:: Extracted material ::

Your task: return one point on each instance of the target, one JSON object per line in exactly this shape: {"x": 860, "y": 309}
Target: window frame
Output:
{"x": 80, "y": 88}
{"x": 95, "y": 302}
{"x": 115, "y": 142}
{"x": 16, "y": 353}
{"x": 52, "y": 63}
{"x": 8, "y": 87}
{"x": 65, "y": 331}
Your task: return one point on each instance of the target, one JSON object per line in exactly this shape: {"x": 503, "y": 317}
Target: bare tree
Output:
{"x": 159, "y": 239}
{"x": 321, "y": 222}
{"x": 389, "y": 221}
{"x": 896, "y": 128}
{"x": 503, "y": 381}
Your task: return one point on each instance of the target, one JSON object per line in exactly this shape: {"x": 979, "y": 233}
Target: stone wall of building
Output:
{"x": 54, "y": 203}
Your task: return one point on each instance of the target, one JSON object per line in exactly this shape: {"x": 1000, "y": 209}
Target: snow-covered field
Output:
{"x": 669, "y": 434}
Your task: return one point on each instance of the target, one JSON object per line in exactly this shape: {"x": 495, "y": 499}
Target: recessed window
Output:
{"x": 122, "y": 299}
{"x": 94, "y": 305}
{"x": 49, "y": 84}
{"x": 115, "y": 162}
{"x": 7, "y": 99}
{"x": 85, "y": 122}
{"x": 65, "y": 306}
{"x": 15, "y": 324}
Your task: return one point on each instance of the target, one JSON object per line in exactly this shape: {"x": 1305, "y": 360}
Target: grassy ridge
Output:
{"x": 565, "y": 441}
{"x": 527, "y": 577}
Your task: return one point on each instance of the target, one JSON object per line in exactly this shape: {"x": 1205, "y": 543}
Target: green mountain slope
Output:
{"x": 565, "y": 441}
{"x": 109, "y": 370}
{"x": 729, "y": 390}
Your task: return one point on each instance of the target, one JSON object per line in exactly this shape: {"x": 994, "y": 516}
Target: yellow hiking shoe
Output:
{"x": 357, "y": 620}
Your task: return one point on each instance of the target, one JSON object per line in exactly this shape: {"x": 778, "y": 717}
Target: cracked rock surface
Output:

:::

## Task instructions
Exactly reproduce every line of the records.

## Task result
Your task: return one point on each instance of the target, one JSON object per line in exactly this shape: {"x": 860, "y": 309}
Target: window frame
Output:
{"x": 80, "y": 88}
{"x": 95, "y": 302}
{"x": 115, "y": 142}
{"x": 16, "y": 353}
{"x": 52, "y": 63}
{"x": 8, "y": 87}
{"x": 65, "y": 331}
Your task: return one point on each instance of the target, one JSON object per line in exactly this shape: {"x": 503, "y": 317}
Target: bare tree
Output:
{"x": 159, "y": 239}
{"x": 321, "y": 222}
{"x": 389, "y": 221}
{"x": 896, "y": 128}
{"x": 503, "y": 381}
Your task: return one point on each instance of the target, one JSON object per line in exactly this shape: {"x": 979, "y": 233}
Target: stone wall of building
Output:
{"x": 54, "y": 203}
Your task: return one point on each instance of the target, one JSON object per line in exactly this shape: {"x": 1000, "y": 209}
Target: snow-covered field
Output:
{"x": 669, "y": 434}
Your task: return one point on each instance of the target, one JSON object per line in exactly this shape: {"x": 495, "y": 499}
Target: recessed window
Output:
{"x": 122, "y": 299}
{"x": 94, "y": 305}
{"x": 49, "y": 84}
{"x": 115, "y": 162}
{"x": 7, "y": 99}
{"x": 85, "y": 122}
{"x": 65, "y": 306}
{"x": 15, "y": 324}
Your task: return one point on each instance of the target, one JSON object per line in exactly this shape: {"x": 1305, "y": 360}
Target: grassy ridge
Output:
{"x": 565, "y": 441}
{"x": 527, "y": 577}
Your task: return one point on each instance of the target, one JSON object per line in exactly this shape: {"x": 1205, "y": 543}
Target: green mountain slope
Output:
{"x": 565, "y": 441}
{"x": 109, "y": 370}
{"x": 729, "y": 390}
Your task: return one point on each instance of the target, one JSON object per line in exactly this shape: {"x": 994, "y": 516}
Target: yellow hiking shoe
Output:
{"x": 357, "y": 620}
Your task: return one point on each instance of the target, one JSON object per line in exactly this shape: {"x": 778, "y": 717}
Target: cracked rock surface
Output:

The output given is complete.